▶ **BRIEF 1**:
In the article about college applicants and AI, what share of applicants said they avoided AI in the application process because they thought it might count as cheating?
▶ **BRIEF 2**:
Resume the article about college applicants and AI after its final sentence.

▶ **TEXT SHOWN**:
Recent survey results published by the admissions assessment and analytics provider Acuity Insights show that many college applicants are unclear on when they’re allowed to use AI. Thirty-nine percent of college applicants said they didn’t use AI as part of the application process because they believed it might be considered cheating.
Kelly Dore, who co-founded the company, said that both students and university leaders are confused about AI’s role in higher education, and that she believes skills assessments like those her company sells can provide at least one workaround for AI’s chaotic influence.
“Almost 65% were confused about the extent to which they could use AI in their admissions and what we see is that increasingly there’s an imbalance of the use of AI,” said Dore, an adjunct associate professor at McMaster University at Ontario, Canada.
Dore said there’s a rift between students who don’t use AI at all and those who use it heavily or moderately. She said schools, for their part, could help clarify things by being more transparent about what students and applicants are allowed to do with AI, as well as disclose how their own institutions are using AI.
The University of North Carolina at Chapel Hill was recently reported to be among the institutions using AI to sort through applications, automatically scoring the writing quality of essays. Texas A&M University and Georgia Tech are also reportedly among those using AI to streamline application evaluations, scanning for keywords and using machine learning algorithms to find the most promising students.
Dore’s business began with the creation of an assessment she originally co-developed for medical schools, designed to test the soft skills of pre-med students, skills like professionalism, ethics, communication and empathy. Since developing the test — called the Computer-Based Assessment for Sampling Personal Characteristics, or Casper — Dore has seen it adopted not only by admissions offices of dozens of medical schools but by many other types of schools in the U.S., Canada, U.K., Australia and New Zealand.

▶ **DATA EXTRACT**:
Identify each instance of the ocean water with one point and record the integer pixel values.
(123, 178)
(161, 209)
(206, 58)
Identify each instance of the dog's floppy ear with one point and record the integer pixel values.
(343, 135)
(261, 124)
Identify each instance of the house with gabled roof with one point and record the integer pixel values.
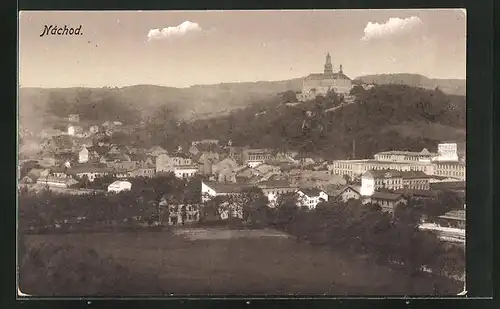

▶ **ANSWER 1**:
Thirty-nine percent.

▶ **ANSWER 2**:
Dore began work on the Casper assessment in 2005, alongside McMaster Oncology Professor Harold Reiter, at the request of McMaster University’s medical program, which was struggling to glean the insights it wanted from personal statements as it sought applicants who were not only smart, but showed the potential to have good bedside manner.
“They were having the problem of they were being written by other people, they didn’t actually predict anything and they took an enormous amount of time to read,” Dore said.
Even before the recent wave of generative AI tools, she said, many institutions have struggled to accurately measure students’ soft skills through examination of personal statements and reference letters, in part because they’re often drafted by groups of people, like applicants’ family and friends, and don’t provide an accurate reflection of an applicant’s character.
In addition to focusing on real-time reactions, as opposed to allowing applicants weeks to craft the ideal persona, Casper also markets itself as a standardized measurement designed to reduce some of the biases found in assessment of letters, such as a tendency to favor privileged students with larger social networks who have greater access to prominent people who can recommend them.
One meta-analysis published in 2014 by the International Journal of Selection and Assessment showed that letters of recommendation have a weakly positive correlation with performance in higher education, though direct connections to soft skills are less clear. An ongoing study aims to measure Casper’s ability to predict nursing student performance.
But whatever assessment tools schools use, AI isn’t going away, Dore pointed out, and many believe demand for soft skills will likewise grow as computers become more competent at a growing number of technical tasks.
“I think [soft skills] are only going to become more important with AI,” she said. “I think it fundamentally changes what we need to focus on when we’re educating students, what we’re preparing them for in the workforce going forward. All of those things are shifting with AI.”